WHAT IS REQUIRED: Each entry needs to appear again, retyped exactly as it is below.

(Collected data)
※

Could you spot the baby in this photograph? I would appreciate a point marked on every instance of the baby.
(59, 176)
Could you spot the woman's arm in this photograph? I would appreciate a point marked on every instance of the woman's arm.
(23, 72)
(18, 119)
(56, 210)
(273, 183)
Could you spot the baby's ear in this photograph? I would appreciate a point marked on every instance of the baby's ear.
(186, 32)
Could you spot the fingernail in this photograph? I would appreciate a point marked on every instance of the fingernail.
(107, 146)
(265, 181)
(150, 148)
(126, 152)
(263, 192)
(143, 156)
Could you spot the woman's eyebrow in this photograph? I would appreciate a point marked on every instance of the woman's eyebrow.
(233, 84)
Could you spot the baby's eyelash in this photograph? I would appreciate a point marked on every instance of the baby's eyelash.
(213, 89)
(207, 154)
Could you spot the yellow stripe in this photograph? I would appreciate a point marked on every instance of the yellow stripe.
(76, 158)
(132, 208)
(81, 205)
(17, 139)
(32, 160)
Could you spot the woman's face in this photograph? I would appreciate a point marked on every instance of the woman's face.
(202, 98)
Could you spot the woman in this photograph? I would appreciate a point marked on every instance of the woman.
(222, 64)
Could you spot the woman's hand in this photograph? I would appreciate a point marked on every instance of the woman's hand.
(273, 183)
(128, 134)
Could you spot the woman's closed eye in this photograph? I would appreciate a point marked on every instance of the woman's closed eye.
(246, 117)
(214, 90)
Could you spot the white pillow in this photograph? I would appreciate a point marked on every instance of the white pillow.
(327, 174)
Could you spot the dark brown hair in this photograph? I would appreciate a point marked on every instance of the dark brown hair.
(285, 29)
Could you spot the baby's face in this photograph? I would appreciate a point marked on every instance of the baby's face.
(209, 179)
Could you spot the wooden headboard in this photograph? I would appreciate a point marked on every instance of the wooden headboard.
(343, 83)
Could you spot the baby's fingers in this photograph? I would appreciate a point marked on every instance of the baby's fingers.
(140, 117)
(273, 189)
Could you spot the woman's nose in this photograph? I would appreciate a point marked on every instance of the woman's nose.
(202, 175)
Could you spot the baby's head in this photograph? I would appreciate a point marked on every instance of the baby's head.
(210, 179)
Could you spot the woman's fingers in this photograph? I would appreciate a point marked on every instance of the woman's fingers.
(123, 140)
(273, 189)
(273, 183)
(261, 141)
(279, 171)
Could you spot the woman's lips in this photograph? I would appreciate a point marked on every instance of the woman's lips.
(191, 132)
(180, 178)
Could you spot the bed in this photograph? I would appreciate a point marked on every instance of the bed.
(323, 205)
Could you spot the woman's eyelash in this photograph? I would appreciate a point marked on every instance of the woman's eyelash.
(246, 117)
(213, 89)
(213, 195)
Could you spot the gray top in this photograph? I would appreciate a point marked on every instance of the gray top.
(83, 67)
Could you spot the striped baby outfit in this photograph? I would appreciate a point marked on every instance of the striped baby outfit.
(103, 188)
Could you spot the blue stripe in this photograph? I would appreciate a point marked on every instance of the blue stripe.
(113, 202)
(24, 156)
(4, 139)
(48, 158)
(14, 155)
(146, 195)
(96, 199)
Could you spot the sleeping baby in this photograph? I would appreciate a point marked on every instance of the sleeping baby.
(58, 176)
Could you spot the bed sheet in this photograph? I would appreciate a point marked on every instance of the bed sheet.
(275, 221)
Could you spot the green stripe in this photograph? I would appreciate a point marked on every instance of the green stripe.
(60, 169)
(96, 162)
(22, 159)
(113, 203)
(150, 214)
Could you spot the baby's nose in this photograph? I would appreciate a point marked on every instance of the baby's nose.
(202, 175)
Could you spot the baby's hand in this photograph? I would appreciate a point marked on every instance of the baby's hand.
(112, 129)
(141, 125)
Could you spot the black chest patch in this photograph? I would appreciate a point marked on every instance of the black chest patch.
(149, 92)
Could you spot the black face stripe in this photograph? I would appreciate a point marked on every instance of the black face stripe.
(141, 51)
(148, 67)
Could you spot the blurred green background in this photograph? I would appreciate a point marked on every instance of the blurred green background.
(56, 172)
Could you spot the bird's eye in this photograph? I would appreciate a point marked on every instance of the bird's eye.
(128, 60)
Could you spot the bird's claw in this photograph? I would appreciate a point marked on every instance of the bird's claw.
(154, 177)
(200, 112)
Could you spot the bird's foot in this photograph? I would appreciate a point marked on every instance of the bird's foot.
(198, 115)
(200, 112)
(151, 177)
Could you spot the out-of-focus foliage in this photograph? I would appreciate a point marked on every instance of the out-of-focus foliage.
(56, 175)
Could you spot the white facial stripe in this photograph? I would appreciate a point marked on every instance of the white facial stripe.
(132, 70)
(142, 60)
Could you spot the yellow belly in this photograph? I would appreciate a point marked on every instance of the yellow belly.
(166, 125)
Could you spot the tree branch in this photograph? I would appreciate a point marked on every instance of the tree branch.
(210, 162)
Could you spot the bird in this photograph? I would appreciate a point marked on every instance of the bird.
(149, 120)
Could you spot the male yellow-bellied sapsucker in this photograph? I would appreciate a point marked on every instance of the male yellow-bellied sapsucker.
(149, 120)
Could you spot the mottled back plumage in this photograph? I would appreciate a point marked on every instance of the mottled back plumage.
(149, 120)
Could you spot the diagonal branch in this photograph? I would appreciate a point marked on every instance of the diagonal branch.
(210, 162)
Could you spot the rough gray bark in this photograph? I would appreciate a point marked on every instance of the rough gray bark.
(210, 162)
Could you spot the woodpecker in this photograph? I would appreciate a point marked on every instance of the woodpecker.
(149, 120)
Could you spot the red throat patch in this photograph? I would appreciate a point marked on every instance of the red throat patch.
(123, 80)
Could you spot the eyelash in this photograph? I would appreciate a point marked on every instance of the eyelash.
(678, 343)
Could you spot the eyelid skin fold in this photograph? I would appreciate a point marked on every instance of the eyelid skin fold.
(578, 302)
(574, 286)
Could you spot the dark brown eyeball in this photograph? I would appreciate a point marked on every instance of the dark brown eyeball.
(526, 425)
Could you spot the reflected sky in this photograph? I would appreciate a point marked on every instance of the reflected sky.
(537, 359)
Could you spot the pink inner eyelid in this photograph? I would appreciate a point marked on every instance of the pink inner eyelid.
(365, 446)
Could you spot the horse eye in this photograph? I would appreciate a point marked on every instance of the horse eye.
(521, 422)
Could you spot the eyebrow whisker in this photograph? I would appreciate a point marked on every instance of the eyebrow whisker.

※

EXPECTED ANSWER:
Could you spot the baby in this photograph? I would appreciate a point marked on every instance of the baby.
(59, 176)
Could you spot the woman's arm in this photograph? I would appreciate a point marked on every instance of the woman's arm.
(23, 72)
(18, 119)
(56, 210)
(273, 183)
Could you spot the baby's ear in this photograph? I would appreciate a point marked on every instance of the baby's ear.
(186, 32)
Could you spot the fingernail in this photograph? I would appreciate a point marked on every instance of the fingernail.
(107, 146)
(265, 181)
(150, 148)
(126, 152)
(263, 192)
(143, 156)
Could you spot the woman's eyebrow in this photograph? I would appreciate a point marked on every instance of the woman's eyebrow.
(233, 84)
Could you spot the baby's eyelash in this photograph? I would appreciate a point marked on every instance of the baby's eyelash.
(213, 89)
(207, 154)
Could you spot the yellow stripe in this photograph? I would appreciate a point marked on every instance of the yellow stripe.
(76, 158)
(132, 208)
(81, 205)
(17, 139)
(32, 160)
Could you spot the woman's face in this photograph? I would appreciate a point marked on every instance of the woman's face.
(202, 98)
Could you spot the woman in this photograph? I would appreciate a point marked on every instance of the woman.
(222, 64)
Could you spot the woman's hand in this photograph? I would appreciate a point marked on every instance of the woman's hand.
(273, 183)
(128, 134)
Could you spot the woman's closed eye in this photograph? I would appreciate a point marked on every instance of the woman's closed eye.
(246, 117)
(214, 90)
Could you spot the white pillow in this photograph? I would appreciate a point marked on every instance of the white pillow.
(327, 174)
Could you spot the dark brown hair in this photograph? I would appreciate a point marked on every instance of the dark brown hair.
(285, 29)
Could you spot the baby's face in this photograph? I would appreciate a point marked on every instance of the baby's face.
(209, 179)
Could you spot the wooden headboard in this photograph? I would appreciate a point marked on every instance of the wooden headboard.
(343, 83)
Could you spot the baby's fingers in this photograph? I would appreciate a point marked on every instance of the baby's fingers.
(140, 117)
(273, 189)
Could you spot the woman's nose in this photograph? I would appreciate a point marked on every instance of the woman's nose.
(202, 175)
Could you spot the baby's head in this photograph? I would appreciate a point marked on every instance of the baby's head.
(210, 179)
Could you spot the woman's fingers in this photograph? I would appreciate a point marked on every instance of the woman's fingers.
(123, 140)
(273, 189)
(273, 183)
(261, 141)
(279, 171)
Could you spot the woman's lips in this photograph? I would appreciate a point marked on every instance of the woman's lips.
(191, 132)
(180, 178)
Could you spot the bed in this photograph? I would appreciate a point marked on every instance of the bed.
(323, 205)
Could you spot the woman's eyelash in this photograph? I would appreciate a point marked on every instance of the woman's eyelash.
(246, 117)
(213, 89)
(213, 195)
Could you spot the gray top in this photograph? I would appreciate a point marked on every instance of the gray top.
(83, 67)
Could you spot the striped baby outfit in this photograph? I would appreciate a point marked on every instance of the striped baby outfit.
(103, 188)
Could you spot the blue stripe in this photograph? I would appreciate a point marked on every instance of the blue stripe.
(113, 202)
(24, 156)
(4, 139)
(48, 158)
(14, 155)
(146, 195)
(96, 199)
Could you spot the sleeping baby in this photograph? I would appreciate a point marked on every instance of the sleeping baby.
(58, 176)
Could you spot the bed sheet in this photograph? I would appreciate a point marked on every instance of the bed sheet.
(275, 221)
Could you spot the green stripe in this photograph? I would appreciate a point marked on every instance of the green stripe.
(60, 169)
(96, 162)
(22, 159)
(113, 203)
(150, 214)
Could you spot the baby's nose in this photograph? I would appreciate a point marked on every instance of the baby's nose.
(202, 175)
Could you spot the baby's hand in this photograph? I would appreciate a point marked on every instance of the baby's hand.
(112, 129)
(141, 125)
Could you spot the black chest patch in this photograph? I would appreciate a point marked on every instance of the black chest patch.
(149, 92)
Could you spot the black face stripe in this photograph? I would appreciate a point marked on every instance of the black face stripe.
(141, 51)
(148, 67)
Could you spot the blurred green background in this photograph? I would appreciate a point marked on every instance of the blurred green background.
(56, 172)
Could you spot the bird's eye in this photograph? I would appreciate a point marked on every instance of the bird's eye.
(128, 60)
Could you spot the bird's claw in this photograph? I would appreciate a point marked on every instance of the bird's claw.
(154, 177)
(200, 112)
Could you spot the bird's foot in this photograph? I would appreciate a point marked on every instance of the bird's foot.
(198, 115)
(200, 112)
(151, 177)
Could you spot the out-of-focus foliage in this photograph? I would appreciate a point marked on every instance of the out-of-focus foliage.
(56, 175)
Could you spot the white facial stripe in this photograph? I would appreciate a point marked on every instance of the white facial stripe.
(132, 70)
(142, 60)
Could you spot the yellow belly in this photograph? I would appreciate a point marked on every instance of the yellow belly.
(166, 125)
Could you spot the tree branch in this photograph? I would appreciate a point marked on every instance of the tree branch.
(210, 162)
Could you spot the bird in this photograph? I would appreciate a point marked on every instance of the bird.
(149, 120)
Could you spot the male yellow-bellied sapsucker in this photograph? I would appreciate a point marked on every instance of the male yellow-bellied sapsucker.
(149, 120)
Could you spot the mottled back plumage in this photograph? I would appreciate a point marked on every instance of the mottled back plumage.
(149, 120)
Could you spot the diagonal branch in this photograph? I would appreciate a point marked on every instance of the diagonal branch.
(210, 162)
Could you spot the rough gray bark in this photograph? I would appreciate a point marked on every instance of the rough gray bark.
(210, 162)
Could you spot the woodpecker in this photograph? I would appreciate a point marked on every instance of the woodpecker.
(149, 120)
Could you spot the red throat patch in this photograph? I would appreciate a point marked on every instance of the red throat patch.
(123, 80)
Could you spot the eyelash in this photograph? I would appreciate a point marked on every instance of the eyelash.
(678, 343)
Could you spot the eyelid skin fold in this photograph? I would appreciate a point marked on every instance of the eyelid skin fold.
(578, 302)
(574, 286)
Could you spot the dark brown eyeball in this photograph? I would appreciate a point marked on every instance of the dark brown eyeball.
(526, 425)
Could you spot the reflected sky in this photograph? I would appreciate a point marked on every instance of the reflected sky.
(537, 359)
Could you spot the pink inner eyelid in this photograph? I would appreciate a point marked on every instance of the pink inner eyelid.
(365, 446)
Could you spot the horse eye in this photograph? I would appreciate a point marked on every instance of the horse eye.
(521, 422)
Could you spot the eyebrow whisker in this photograph? I would appreciate a point marked on every instance of the eyebrow whisker.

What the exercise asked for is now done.